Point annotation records
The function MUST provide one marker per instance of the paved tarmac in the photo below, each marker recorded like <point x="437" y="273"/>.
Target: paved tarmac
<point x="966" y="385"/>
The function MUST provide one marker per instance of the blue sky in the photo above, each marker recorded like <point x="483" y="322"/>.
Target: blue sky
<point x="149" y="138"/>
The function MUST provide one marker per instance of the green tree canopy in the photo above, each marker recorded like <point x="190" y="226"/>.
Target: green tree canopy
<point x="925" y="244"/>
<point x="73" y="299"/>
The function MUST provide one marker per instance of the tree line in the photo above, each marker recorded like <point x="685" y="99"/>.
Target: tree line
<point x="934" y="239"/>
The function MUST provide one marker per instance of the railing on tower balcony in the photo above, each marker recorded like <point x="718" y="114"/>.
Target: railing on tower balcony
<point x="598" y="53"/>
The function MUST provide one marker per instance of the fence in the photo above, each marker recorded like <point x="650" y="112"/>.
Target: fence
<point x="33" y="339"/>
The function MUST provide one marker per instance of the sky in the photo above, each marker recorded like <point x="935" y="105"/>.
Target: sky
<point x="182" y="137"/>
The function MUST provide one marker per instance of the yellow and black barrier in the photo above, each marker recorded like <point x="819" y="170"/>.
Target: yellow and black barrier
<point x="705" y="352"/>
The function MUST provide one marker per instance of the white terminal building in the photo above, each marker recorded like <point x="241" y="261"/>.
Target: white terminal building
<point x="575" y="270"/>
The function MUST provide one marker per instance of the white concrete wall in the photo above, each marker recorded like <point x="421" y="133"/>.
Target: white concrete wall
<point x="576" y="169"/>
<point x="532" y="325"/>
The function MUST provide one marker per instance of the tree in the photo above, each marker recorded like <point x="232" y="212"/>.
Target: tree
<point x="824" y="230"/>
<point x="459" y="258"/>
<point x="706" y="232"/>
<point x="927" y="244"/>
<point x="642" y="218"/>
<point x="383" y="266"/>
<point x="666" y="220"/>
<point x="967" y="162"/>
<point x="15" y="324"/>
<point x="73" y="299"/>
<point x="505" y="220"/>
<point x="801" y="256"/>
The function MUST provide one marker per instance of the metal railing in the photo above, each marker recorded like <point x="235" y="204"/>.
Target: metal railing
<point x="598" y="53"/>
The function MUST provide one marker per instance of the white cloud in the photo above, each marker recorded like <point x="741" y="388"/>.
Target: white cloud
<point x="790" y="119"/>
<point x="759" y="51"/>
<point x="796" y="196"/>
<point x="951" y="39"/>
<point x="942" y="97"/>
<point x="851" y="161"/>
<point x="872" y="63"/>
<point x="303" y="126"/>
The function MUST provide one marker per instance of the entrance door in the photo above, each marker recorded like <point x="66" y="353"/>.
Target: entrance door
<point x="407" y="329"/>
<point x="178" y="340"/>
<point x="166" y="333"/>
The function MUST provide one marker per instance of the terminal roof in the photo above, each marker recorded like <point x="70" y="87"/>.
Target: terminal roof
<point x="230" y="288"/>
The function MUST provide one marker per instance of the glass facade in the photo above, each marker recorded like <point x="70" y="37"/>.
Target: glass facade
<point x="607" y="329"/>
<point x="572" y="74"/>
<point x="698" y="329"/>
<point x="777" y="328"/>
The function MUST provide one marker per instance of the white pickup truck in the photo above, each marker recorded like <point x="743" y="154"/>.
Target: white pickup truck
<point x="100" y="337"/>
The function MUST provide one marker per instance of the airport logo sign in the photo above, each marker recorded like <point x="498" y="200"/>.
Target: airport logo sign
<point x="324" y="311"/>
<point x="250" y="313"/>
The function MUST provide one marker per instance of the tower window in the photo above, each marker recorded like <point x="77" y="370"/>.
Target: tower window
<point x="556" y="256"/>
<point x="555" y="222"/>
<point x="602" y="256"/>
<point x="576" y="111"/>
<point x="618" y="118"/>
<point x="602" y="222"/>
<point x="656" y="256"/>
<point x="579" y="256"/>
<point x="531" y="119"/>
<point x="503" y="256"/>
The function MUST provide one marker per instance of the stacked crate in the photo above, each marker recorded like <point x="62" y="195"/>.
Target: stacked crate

SET EXERCISE :: Repeat each record exactly, leaving nothing out.

FULL ANSWER ::
The function MUST provide one marker per instance of the paved tarmac in the photo below, each marker recorded like <point x="437" y="273"/>.
Target: paved tarmac
<point x="966" y="385"/>
The function MUST provide one marker per instance of the blue sky in the photo above, each marker recorded like <point x="483" y="322"/>.
Target: blue sky
<point x="149" y="138"/>
The function MUST provide one marker per instance of the green tree canopy in the photo above, each marker recorded like <point x="190" y="226"/>.
Target: green tree canopy
<point x="925" y="244"/>
<point x="73" y="299"/>
The function MUST provide one marker per instance of the tree line in the photo above, each marker recorded like <point x="685" y="99"/>.
Target: tree line
<point x="934" y="239"/>
The function MUST provide one marker per instance of the railing on tower balcony in the photo above, each marker recorded like <point x="718" y="114"/>.
Target: railing on tower balcony
<point x="598" y="53"/>
The function MUST provide one marker per instance of the fence in the photo above, each marker recorded like <point x="650" y="112"/>.
Target: fence
<point x="33" y="339"/>
The function MUST provide one marker per instance of the sky in the photo above, each marker recorded like <point x="935" y="105"/>.
Target: sky
<point x="182" y="137"/>
The function MUST provide one marker per instance of the yellow and black barrier in the photo above, each marker recorded like <point x="819" y="170"/>.
Target: yellow and black barrier
<point x="705" y="352"/>
The function MUST provide one marker per instance of the white terminal building in the photo above, each marker recorded like <point x="241" y="261"/>.
Target: white terminal building
<point x="575" y="270"/>
The function MUST provide one marker per instance of the white concrete wall in the photo above, each marker recorded like <point x="421" y="133"/>.
Target: white concrete wall
<point x="576" y="169"/>
<point x="532" y="325"/>
The function MUST provide one marker per instance of the tree in the photo above, each marker recorded like <point x="232" y="212"/>.
Target: tree
<point x="824" y="230"/>
<point x="459" y="258"/>
<point x="706" y="232"/>
<point x="927" y="244"/>
<point x="642" y="218"/>
<point x="383" y="266"/>
<point x="666" y="220"/>
<point x="967" y="162"/>
<point x="15" y="324"/>
<point x="73" y="299"/>
<point x="505" y="220"/>
<point x="801" y="256"/>
The function MUST provide one marker per instance of the metal railing in the photo above, each marker recorded like <point x="235" y="204"/>.
Target: metal railing
<point x="598" y="53"/>
The function MUST provide one marker per instance of the white cloud in the photo above, each marker recorded like <point x="741" y="388"/>.
Target: white cloud
<point x="790" y="119"/>
<point x="759" y="51"/>
<point x="796" y="196"/>
<point x="951" y="39"/>
<point x="942" y="97"/>
<point x="851" y="161"/>
<point x="872" y="63"/>
<point x="303" y="126"/>
The function MUST provide one marker per instance of the entrance door in the photo above, each marker recorded like <point x="66" y="353"/>.
Target: entrance door
<point x="407" y="329"/>
<point x="178" y="340"/>
<point x="166" y="333"/>
The function MUST provide one marker per instance of the terminal roof in the photo above, each marker recorded like <point x="70" y="87"/>.
Target: terminal roof
<point x="230" y="288"/>
The function MUST provide one marker per instance of the glass facade in the photo above, each marker recorded like <point x="70" y="37"/>.
Target: glass facade
<point x="607" y="329"/>
<point x="572" y="74"/>
<point x="698" y="329"/>
<point x="777" y="328"/>
The function MUST provide one marker per instance of the white pickup truck in the photo above, each marker recorded like <point x="743" y="154"/>.
Target: white pickup truck
<point x="100" y="337"/>
The function MUST provide one marker per instance of the airport logo sign in the photo above, each marker recorded like <point x="498" y="200"/>.
Target: airport logo sign
<point x="324" y="311"/>
<point x="250" y="313"/>
The function MUST provide one marker per instance of the tower window in the photo above, each marker recorded like <point x="77" y="370"/>.
Target: tower window
<point x="556" y="256"/>
<point x="555" y="222"/>
<point x="602" y="256"/>
<point x="576" y="111"/>
<point x="618" y="118"/>
<point x="602" y="222"/>
<point x="656" y="256"/>
<point x="579" y="256"/>
<point x="531" y="119"/>
<point x="503" y="256"/>
The function MUST provide one marker per instance of the stacked crate in the photo above, each marker recorded like <point x="62" y="195"/>.
Target: stacked crate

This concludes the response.